**Text excerpt:**
This is a set of utility routines to provide guidance to visual calendar building tools. Written in 2001, this class provides mathematical information to calendar systems.

/**
 * Insert the type's description here.
 * Creation date: (9/26/01 11:57:50 AM)
 * @author: cfreyer
 */
import java.util.Date;
import java.util.Calendar;

public class DateTools {

    public static String days[] =
        {
            "Sunday",
            "Monday",
            "Tuesday",
            "Wednesday",
            "Thursday",
            "Friday",
            "Saturday" };

    public static String months[] =
        {
            "January",
            "February",
            "March",
            "April",
            "May",
            "June",
            "July",
            "August",
            "September",
            "October",
            "November",
            "December" };
    public static int daysPerMonth[] =
        { 31, 28, 31, 30, 31, 30, 31, 31, 30, 31, 30, 31 };

/**
 * Insert the method's description here.
 * Creation date: (9/26/01 2:19:17 PM)
 * @param userYear int
 * @param userMonth int
 */
public static int CalcEndOfMonth(int userYear, int userMonth) {

int daysPerMonth[] =
        { 31, 28, 31, 30, 31, 30, 31, 31, 30, 31, 30, 31 };

        return daysPerMonth[userMonth]
        + ((IsLeapYear(userYear) && (userMonth == Calendar.FEBRUARY)) ? 1 : 0);
}
    public static int CalcFirstOfMonth(int year, int month)

**Exercise requirements:**
- a) Gather every line of the records that contains the word "plate", and copy each one as it appears.
- b) Pick up the Java calendar-utility code above at the point where it stops, and extend it.

**Records to use:**
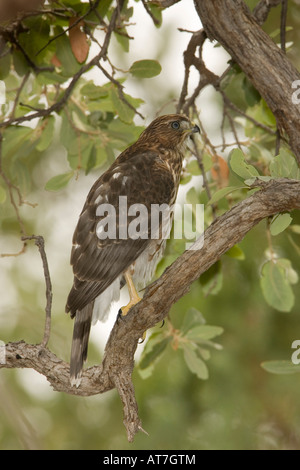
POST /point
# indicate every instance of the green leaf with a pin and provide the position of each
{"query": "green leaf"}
(239, 165)
(284, 165)
(93, 92)
(195, 363)
(281, 367)
(2, 195)
(92, 159)
(279, 223)
(125, 113)
(47, 129)
(202, 333)
(193, 168)
(58, 182)
(295, 228)
(69, 65)
(276, 287)
(192, 196)
(145, 68)
(291, 274)
(192, 318)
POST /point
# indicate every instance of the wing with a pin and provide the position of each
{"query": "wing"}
(98, 259)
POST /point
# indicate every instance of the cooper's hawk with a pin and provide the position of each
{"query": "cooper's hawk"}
(111, 245)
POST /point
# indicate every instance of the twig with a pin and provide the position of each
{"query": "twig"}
(56, 107)
(40, 243)
(283, 24)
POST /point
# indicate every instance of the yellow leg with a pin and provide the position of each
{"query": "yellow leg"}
(134, 297)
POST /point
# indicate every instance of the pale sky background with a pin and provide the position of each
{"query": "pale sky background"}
(60, 210)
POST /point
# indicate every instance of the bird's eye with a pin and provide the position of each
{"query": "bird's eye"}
(175, 125)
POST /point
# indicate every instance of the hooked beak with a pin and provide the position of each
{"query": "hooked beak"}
(195, 128)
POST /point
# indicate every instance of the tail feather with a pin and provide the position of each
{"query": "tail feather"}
(81, 333)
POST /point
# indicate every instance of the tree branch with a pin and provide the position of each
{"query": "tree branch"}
(272, 74)
(275, 196)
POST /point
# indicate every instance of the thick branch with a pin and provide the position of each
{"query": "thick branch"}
(115, 371)
(232, 24)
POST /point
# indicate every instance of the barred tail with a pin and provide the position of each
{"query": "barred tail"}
(81, 333)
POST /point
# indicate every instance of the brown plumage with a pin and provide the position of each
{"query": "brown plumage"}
(148, 172)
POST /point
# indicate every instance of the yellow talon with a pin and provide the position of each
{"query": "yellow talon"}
(134, 299)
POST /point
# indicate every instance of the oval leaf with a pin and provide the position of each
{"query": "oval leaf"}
(276, 287)
(58, 182)
(281, 367)
(145, 68)
(194, 363)
(203, 333)
(240, 167)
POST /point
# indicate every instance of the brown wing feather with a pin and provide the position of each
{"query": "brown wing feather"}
(144, 178)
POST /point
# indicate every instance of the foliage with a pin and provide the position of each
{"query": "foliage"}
(66, 115)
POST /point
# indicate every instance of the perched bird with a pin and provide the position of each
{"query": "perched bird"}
(111, 244)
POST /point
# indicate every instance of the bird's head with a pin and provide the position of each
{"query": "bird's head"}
(170, 131)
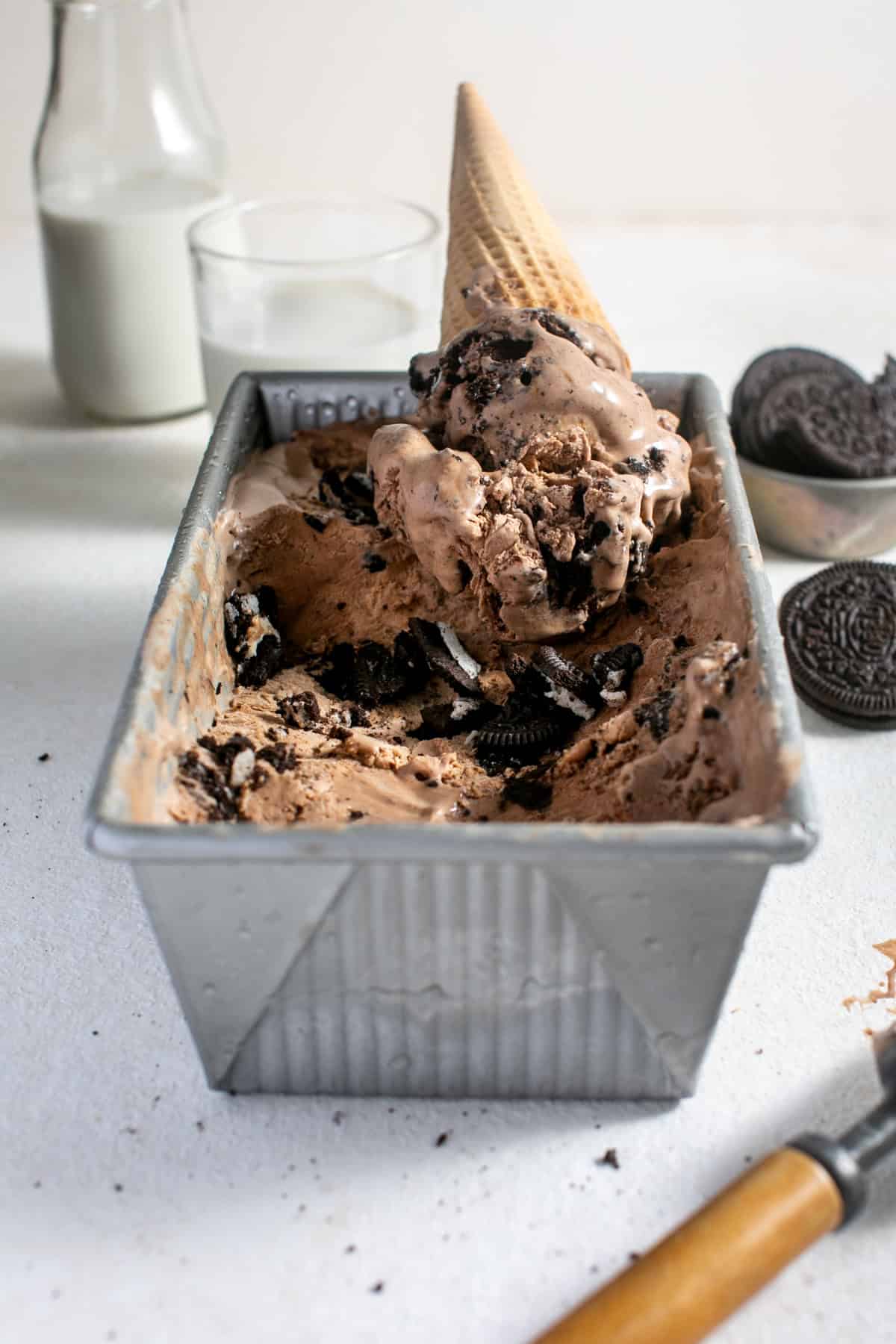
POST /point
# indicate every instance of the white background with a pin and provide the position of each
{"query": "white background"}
(685, 109)
(136, 1206)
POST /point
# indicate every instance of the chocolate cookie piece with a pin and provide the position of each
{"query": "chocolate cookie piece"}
(850, 435)
(567, 685)
(780, 417)
(765, 373)
(374, 675)
(250, 635)
(840, 638)
(447, 656)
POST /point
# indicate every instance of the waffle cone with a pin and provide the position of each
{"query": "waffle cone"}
(496, 221)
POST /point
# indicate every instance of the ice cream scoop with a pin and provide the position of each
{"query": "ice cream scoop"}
(711, 1265)
(536, 472)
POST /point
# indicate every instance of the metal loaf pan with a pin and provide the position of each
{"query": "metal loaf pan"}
(514, 960)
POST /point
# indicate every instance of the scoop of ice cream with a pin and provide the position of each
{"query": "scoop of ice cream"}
(539, 473)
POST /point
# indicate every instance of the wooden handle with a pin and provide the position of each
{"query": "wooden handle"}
(704, 1270)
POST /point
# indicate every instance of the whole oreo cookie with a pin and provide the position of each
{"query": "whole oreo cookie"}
(781, 417)
(765, 373)
(840, 636)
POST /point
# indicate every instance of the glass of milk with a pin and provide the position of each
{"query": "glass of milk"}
(344, 282)
(128, 156)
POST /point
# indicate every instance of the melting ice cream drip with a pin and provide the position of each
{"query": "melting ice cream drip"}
(538, 472)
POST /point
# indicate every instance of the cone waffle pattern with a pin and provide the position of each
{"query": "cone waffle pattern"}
(497, 221)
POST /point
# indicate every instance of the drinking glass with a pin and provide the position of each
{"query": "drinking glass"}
(344, 284)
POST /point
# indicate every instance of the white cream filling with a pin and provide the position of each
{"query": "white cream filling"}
(465, 660)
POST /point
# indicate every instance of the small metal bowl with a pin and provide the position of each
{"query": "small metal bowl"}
(820, 517)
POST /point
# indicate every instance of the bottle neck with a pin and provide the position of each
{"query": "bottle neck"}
(124, 99)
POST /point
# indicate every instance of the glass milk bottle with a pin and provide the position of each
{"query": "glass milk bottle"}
(128, 156)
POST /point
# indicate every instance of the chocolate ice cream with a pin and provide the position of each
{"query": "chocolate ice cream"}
(538, 475)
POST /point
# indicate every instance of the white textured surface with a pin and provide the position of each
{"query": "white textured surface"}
(141, 1209)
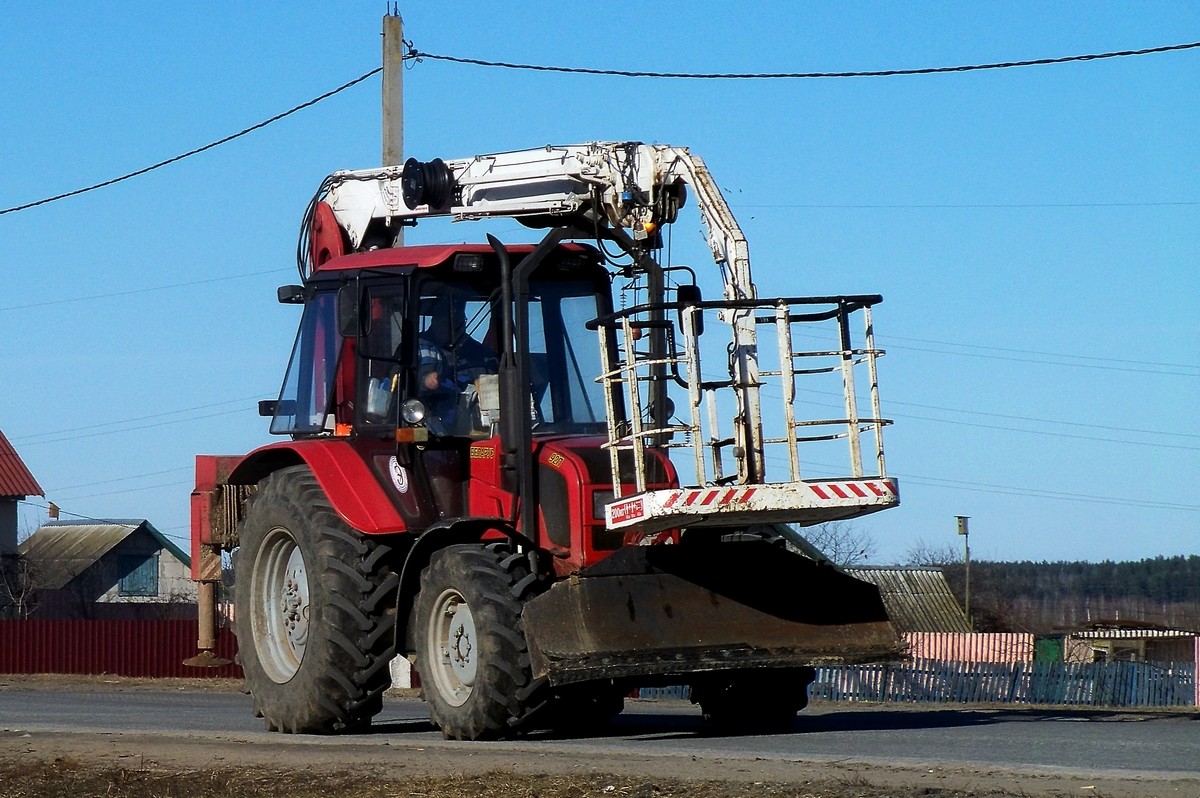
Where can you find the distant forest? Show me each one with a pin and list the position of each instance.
(1047, 598)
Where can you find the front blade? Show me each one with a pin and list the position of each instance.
(660, 611)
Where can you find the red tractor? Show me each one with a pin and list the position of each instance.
(540, 497)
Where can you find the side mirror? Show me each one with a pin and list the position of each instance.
(289, 294)
(348, 318)
(690, 295)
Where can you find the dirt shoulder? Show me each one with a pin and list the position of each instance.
(228, 766)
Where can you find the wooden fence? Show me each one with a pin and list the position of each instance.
(137, 648)
(1091, 684)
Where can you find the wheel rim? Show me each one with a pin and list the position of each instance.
(281, 606)
(454, 646)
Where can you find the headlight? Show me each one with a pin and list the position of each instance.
(413, 412)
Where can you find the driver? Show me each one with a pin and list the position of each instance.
(450, 360)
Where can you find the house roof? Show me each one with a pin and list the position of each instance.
(16, 480)
(63, 550)
(917, 599)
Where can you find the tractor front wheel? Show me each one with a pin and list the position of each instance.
(472, 652)
(315, 610)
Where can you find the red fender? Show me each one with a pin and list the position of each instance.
(352, 487)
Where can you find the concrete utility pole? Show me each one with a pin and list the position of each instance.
(393, 89)
(394, 96)
(966, 559)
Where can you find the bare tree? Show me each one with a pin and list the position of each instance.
(841, 543)
(933, 555)
(18, 587)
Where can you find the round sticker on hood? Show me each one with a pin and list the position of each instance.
(399, 474)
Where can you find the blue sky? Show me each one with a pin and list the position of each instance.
(1035, 232)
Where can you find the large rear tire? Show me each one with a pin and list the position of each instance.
(316, 610)
(471, 646)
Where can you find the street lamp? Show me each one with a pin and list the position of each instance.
(966, 558)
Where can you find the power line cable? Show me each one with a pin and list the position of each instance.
(413, 54)
(964, 205)
(55, 433)
(760, 76)
(197, 150)
(1048, 354)
(1009, 490)
(141, 291)
(1065, 363)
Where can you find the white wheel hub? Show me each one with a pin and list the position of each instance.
(281, 607)
(451, 637)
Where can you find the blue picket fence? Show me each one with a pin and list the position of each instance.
(1087, 684)
(1080, 684)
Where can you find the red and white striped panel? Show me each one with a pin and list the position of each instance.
(777, 502)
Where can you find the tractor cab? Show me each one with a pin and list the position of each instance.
(407, 343)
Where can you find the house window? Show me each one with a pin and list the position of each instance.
(138, 574)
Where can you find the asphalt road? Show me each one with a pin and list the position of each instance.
(1084, 741)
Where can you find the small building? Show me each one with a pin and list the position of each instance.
(121, 570)
(16, 484)
(1134, 642)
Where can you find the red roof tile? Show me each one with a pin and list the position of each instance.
(15, 478)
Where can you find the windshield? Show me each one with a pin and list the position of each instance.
(304, 402)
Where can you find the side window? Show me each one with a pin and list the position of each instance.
(383, 354)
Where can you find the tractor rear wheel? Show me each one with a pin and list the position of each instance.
(316, 610)
(471, 646)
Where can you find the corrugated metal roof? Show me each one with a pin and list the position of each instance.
(63, 550)
(917, 599)
(16, 480)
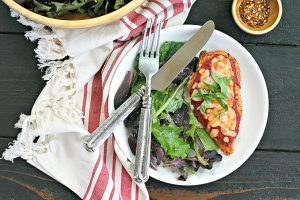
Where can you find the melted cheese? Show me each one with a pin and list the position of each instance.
(215, 113)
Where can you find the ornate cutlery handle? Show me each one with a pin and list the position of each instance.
(142, 157)
(99, 136)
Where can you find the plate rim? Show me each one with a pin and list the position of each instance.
(265, 118)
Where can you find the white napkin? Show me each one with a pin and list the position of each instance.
(79, 65)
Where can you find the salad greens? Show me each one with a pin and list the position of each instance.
(178, 139)
(62, 8)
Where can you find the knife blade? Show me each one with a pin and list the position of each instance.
(169, 71)
(160, 81)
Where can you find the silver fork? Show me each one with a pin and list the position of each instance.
(148, 65)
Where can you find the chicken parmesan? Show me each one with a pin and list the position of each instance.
(215, 97)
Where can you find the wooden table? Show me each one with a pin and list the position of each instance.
(272, 172)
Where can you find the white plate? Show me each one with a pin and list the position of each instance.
(254, 99)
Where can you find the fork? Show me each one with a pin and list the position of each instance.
(148, 65)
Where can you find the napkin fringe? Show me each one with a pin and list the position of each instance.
(61, 76)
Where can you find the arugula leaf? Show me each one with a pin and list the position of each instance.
(169, 139)
(204, 106)
(194, 123)
(212, 86)
(168, 100)
(208, 142)
(223, 104)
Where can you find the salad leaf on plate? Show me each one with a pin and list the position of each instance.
(169, 138)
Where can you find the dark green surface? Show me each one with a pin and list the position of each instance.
(272, 172)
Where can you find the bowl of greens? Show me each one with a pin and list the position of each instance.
(73, 13)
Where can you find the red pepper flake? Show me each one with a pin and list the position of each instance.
(255, 13)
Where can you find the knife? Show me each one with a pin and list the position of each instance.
(167, 73)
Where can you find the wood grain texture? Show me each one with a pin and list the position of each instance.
(20, 80)
(75, 23)
(266, 175)
(20, 180)
(9, 24)
(220, 12)
(281, 69)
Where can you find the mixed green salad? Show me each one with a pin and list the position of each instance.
(63, 8)
(178, 139)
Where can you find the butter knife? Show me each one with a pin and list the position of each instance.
(166, 74)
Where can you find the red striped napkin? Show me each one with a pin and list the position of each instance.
(79, 67)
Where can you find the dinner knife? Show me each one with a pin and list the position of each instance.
(167, 73)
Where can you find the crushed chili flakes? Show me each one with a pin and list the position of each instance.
(255, 13)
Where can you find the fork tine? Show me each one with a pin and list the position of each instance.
(155, 41)
(142, 46)
(148, 40)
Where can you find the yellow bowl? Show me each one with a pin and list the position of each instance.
(275, 16)
(77, 22)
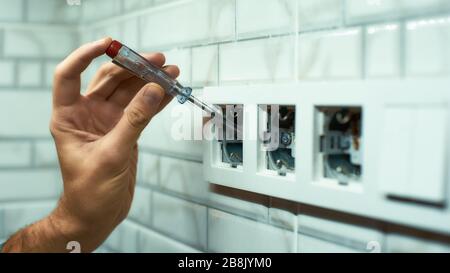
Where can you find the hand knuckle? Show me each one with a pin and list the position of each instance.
(137, 118)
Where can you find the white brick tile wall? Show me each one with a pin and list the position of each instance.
(383, 51)
(182, 58)
(148, 170)
(176, 130)
(39, 43)
(170, 213)
(211, 20)
(7, 72)
(271, 17)
(369, 10)
(345, 233)
(15, 153)
(359, 10)
(130, 33)
(52, 11)
(240, 206)
(430, 34)
(49, 70)
(398, 243)
(266, 60)
(11, 11)
(32, 122)
(229, 233)
(215, 42)
(153, 242)
(331, 55)
(205, 65)
(30, 74)
(283, 218)
(124, 238)
(29, 184)
(20, 215)
(100, 9)
(308, 244)
(141, 206)
(183, 177)
(314, 14)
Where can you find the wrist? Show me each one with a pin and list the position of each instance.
(69, 227)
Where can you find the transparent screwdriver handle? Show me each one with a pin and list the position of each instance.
(139, 66)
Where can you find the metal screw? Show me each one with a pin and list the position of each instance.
(286, 139)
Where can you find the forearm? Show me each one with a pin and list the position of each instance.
(38, 237)
(52, 234)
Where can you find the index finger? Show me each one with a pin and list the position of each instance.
(67, 81)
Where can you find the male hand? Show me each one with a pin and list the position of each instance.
(96, 139)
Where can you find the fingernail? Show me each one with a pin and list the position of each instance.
(100, 42)
(154, 93)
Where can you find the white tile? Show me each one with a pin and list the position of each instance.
(7, 71)
(132, 5)
(412, 169)
(210, 19)
(359, 10)
(171, 213)
(346, 233)
(262, 17)
(11, 10)
(113, 30)
(383, 51)
(229, 233)
(181, 58)
(15, 153)
(432, 35)
(239, 206)
(124, 238)
(330, 55)
(53, 11)
(29, 184)
(398, 243)
(183, 177)
(30, 74)
(148, 172)
(153, 242)
(45, 153)
(308, 244)
(33, 122)
(141, 206)
(205, 65)
(176, 130)
(265, 60)
(39, 43)
(130, 33)
(95, 10)
(319, 13)
(20, 215)
(370, 10)
(283, 218)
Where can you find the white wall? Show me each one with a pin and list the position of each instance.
(215, 42)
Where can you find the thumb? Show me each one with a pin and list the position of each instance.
(137, 115)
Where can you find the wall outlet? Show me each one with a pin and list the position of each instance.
(277, 139)
(373, 148)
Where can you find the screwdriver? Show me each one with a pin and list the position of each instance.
(128, 59)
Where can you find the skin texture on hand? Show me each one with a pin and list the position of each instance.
(96, 139)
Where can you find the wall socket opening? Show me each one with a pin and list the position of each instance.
(230, 136)
(340, 144)
(277, 126)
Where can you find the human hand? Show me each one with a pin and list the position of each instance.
(96, 139)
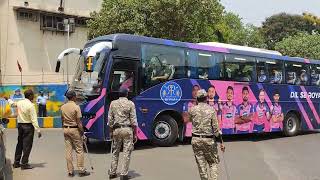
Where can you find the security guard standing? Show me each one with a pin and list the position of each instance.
(73, 134)
(205, 131)
(122, 122)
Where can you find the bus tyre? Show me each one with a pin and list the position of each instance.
(164, 131)
(291, 125)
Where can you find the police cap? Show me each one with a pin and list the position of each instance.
(201, 93)
(70, 94)
(123, 92)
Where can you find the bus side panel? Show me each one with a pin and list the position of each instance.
(94, 117)
(292, 98)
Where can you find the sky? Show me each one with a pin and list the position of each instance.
(256, 11)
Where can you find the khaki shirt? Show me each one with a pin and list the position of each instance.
(70, 114)
(122, 112)
(204, 120)
(26, 112)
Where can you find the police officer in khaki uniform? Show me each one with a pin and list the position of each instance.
(205, 132)
(73, 134)
(122, 123)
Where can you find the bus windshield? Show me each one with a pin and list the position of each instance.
(90, 83)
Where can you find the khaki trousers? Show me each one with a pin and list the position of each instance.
(121, 137)
(74, 141)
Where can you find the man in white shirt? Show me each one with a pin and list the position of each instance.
(27, 124)
(42, 104)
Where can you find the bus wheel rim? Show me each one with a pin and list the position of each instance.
(162, 130)
(292, 125)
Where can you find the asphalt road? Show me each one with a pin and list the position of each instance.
(248, 157)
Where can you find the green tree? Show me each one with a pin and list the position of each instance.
(231, 30)
(301, 45)
(187, 20)
(280, 26)
(314, 20)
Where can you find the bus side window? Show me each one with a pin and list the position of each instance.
(262, 72)
(205, 65)
(297, 73)
(275, 71)
(315, 75)
(162, 63)
(239, 68)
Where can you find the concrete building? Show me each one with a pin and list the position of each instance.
(33, 33)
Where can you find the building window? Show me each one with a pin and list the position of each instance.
(27, 15)
(81, 22)
(52, 22)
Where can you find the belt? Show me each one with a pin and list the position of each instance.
(70, 126)
(202, 136)
(121, 126)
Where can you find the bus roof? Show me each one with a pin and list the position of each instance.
(203, 46)
(244, 48)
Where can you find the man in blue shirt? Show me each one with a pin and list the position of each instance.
(42, 104)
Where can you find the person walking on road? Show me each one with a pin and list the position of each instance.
(205, 132)
(73, 134)
(122, 123)
(27, 124)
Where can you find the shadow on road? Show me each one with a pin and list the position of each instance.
(8, 170)
(38, 165)
(261, 136)
(99, 147)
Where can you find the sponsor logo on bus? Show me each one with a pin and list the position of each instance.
(171, 93)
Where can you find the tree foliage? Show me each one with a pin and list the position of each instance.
(280, 26)
(231, 30)
(187, 20)
(301, 45)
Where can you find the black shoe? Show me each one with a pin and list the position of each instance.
(84, 173)
(16, 165)
(112, 176)
(124, 177)
(71, 174)
(26, 166)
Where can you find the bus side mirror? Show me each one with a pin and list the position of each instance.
(58, 66)
(89, 64)
(4, 121)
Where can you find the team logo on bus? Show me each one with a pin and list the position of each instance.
(171, 93)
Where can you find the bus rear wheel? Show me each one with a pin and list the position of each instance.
(291, 125)
(165, 131)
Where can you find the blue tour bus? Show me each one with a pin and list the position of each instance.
(251, 91)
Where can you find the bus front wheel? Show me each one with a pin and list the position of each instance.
(165, 131)
(291, 125)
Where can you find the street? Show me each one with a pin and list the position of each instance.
(248, 157)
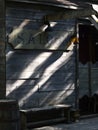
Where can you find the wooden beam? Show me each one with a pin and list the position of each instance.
(2, 51)
(70, 14)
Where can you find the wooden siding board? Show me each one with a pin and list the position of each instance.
(25, 69)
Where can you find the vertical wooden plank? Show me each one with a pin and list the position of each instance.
(2, 51)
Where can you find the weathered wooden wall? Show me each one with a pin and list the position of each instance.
(40, 77)
(43, 74)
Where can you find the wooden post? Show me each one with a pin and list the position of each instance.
(2, 51)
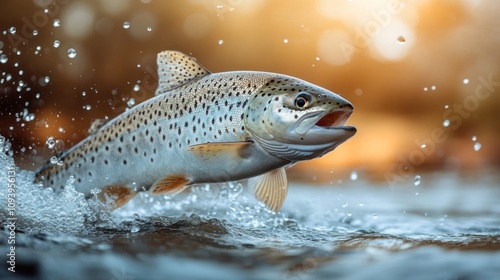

**Responses to the exercise:**
- a)
Where can you find the plate rim? Show me each one with a pin and list the position of each instance.
Where can you find the white plate? Show me each one with a pin and list the position of each instance.
Where can you find the salad leaf on plate? Show me each one with a pin and list the position of each instance.

- b)
    /*
       USE:  Calculates day of the week the first day of the month falls on.
       IN:   year = given year after 1582 (start of the Gregorian calendar).
             month = 0 for January, 1 for February, etc.
       OUT:  First day of month: 0 = Sunday, 1 = Monday, etc.
    */ {
        int daysAMonth[] =
        { 31, 28, 31, 30, 31, 30, 31, 31, 30, 31, 30, 31 };
        int firstDay; /* day of week for Jan 1, then first day of month */
        int i; /* to traverse months before given month */

        /* Start at 1582, when modern calendar starts. */
        if (year < 1582)
            return (-1);

        /* Catch month out of range. */
        if ((month < 0) || (month > 11))
            return (-1);

        /* Get day of week for Jan 1 of given year. */
        firstDay = CalcJanuaryFirst(year);

        /* Increase firstDay by days in year before given month to get first day
         * of month.
         */
        for (i = 0; i < month; i++)
            firstDay += daysAMonth[i];

        /* Increase by one if month after February and leap year. */
        if ((month > Calendar.FEBRUARY) && IsLeapYear(year))
            firstDay++;

        /* Convert to day of the week and return. */
        return (firstDay % 7);
    } // CalcFirstOfMonth
    public static int CalcJanuaryFirst(int year)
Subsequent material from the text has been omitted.